### Instructions for the task
Go over the records and copy every line with the string "brackets".

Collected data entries

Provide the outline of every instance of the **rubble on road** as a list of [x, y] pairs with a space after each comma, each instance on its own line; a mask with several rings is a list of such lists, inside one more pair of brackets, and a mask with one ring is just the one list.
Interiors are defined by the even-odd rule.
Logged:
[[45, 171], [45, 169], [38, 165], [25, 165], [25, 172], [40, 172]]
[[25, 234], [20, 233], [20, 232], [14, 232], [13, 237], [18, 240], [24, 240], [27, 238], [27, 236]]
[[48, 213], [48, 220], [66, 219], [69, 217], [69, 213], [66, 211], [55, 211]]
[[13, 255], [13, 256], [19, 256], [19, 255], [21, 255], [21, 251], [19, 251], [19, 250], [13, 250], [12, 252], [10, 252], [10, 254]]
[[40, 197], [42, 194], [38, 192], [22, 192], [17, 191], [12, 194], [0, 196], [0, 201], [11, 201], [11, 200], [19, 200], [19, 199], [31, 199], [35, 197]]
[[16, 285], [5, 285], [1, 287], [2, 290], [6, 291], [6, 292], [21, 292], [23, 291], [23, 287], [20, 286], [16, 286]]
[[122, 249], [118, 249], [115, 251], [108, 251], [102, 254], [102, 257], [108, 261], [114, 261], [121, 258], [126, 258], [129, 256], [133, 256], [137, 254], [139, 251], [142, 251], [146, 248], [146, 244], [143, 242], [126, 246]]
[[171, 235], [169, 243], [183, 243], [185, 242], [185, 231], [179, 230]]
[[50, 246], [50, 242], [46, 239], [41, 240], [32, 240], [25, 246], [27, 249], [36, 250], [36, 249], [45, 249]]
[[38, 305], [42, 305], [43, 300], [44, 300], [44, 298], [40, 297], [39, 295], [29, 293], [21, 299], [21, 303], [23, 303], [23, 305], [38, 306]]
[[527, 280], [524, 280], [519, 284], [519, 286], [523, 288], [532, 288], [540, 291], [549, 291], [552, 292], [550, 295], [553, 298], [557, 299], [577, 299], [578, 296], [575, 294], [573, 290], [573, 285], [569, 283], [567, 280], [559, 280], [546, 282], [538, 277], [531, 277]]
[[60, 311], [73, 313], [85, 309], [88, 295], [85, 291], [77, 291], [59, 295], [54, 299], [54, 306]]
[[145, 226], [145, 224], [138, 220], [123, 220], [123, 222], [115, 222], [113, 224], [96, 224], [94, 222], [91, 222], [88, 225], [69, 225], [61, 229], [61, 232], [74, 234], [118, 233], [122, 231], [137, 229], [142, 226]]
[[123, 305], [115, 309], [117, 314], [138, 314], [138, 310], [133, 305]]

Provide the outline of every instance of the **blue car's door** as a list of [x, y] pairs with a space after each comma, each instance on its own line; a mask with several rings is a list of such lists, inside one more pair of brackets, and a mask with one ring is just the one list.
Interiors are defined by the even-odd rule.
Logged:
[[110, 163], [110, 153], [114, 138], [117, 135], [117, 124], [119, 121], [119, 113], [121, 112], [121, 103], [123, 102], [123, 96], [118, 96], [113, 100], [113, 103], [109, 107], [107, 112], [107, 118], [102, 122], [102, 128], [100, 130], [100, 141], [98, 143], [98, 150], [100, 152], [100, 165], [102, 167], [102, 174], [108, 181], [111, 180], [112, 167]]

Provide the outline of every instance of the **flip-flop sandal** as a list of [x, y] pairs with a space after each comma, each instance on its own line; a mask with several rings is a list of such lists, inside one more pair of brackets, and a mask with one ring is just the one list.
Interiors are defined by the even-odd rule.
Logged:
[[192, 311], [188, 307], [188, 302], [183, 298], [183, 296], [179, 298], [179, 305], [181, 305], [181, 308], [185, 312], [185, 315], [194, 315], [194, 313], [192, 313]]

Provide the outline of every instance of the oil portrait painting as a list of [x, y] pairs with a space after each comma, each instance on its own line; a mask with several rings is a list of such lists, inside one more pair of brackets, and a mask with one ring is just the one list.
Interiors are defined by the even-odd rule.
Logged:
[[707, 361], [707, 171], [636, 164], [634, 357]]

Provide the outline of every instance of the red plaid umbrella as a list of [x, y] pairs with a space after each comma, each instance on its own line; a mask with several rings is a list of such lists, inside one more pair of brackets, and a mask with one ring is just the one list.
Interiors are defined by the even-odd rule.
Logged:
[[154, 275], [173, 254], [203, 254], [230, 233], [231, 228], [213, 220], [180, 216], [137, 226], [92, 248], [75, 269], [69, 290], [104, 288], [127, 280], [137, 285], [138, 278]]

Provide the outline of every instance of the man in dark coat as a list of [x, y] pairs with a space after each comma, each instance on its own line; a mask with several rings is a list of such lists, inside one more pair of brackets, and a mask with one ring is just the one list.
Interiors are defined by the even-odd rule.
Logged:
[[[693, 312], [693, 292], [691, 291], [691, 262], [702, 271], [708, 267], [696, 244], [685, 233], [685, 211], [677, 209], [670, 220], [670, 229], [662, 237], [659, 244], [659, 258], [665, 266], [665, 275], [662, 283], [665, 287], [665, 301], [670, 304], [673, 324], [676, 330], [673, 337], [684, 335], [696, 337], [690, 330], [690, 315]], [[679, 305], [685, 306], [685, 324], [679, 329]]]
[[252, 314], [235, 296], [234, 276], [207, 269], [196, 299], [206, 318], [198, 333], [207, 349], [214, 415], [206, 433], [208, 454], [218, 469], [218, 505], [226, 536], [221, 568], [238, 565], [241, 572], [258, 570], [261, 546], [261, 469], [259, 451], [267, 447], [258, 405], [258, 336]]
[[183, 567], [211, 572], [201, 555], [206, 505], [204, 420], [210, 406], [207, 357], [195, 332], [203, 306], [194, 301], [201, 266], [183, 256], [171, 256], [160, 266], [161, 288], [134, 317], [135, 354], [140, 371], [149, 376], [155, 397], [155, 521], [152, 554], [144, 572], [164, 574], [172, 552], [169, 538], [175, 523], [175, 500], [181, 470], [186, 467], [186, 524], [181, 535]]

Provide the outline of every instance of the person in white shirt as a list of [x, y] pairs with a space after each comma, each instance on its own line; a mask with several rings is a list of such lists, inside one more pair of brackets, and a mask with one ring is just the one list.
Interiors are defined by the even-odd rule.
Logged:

### Worked solution
Provide the outline of every instance of the **rubble on road** as a list of [x, y] pairs with a space after each comma, each instance on its own line; a mask with several rings is a list of such lists, inside one more pair of brackets, and a mask with one ring is just the one list.
Provide the outline of every instance of the **blue car's door** as a list of [x, y] pairs with a space after each comma, each instance on its own line; a mask with several rings is a list of such lists, inside one more pair of brackets, and a mask with one ring is just the one list.
Provide the outline of every instance of the **flip-flop sandal** as a list of [x, y] pairs with a space after each comma, each instance on its own line; a mask with several rings is a list of such lists, inside one more pair of brackets, and a mask with one ring is just the one list.
Provide the outline of every instance of the oil portrait painting as a list of [x, y] pairs with a space after each comma, each instance on its own line; a mask with several rings is a list of such lists, inside one more pair of brackets, and a mask with one ring is just the one list.
Provide the outline of every instance of the red plaid umbrella as a list of [x, y] pairs with a space after each comma, each instance on its own line; a mask with several rings is a list of such lists, inside one more pair of brackets, and a mask with one ring is just the one list.
Provide the outline of every instance of the man in dark coat as a list of [x, y] pairs with a space after each comma, each instance on its own line; a mask with several rings is a list of such lists, inside one more pair of brackets, and a mask with one ring is just the one list.
Provide the outline of every instance of the person in white shirt as a list of [x, y] pairs with a space after each comma, each instance on its own line; a mask with several rings is a list of such lists, inside one more pair of brackets, and a mask with one ring is just the one list.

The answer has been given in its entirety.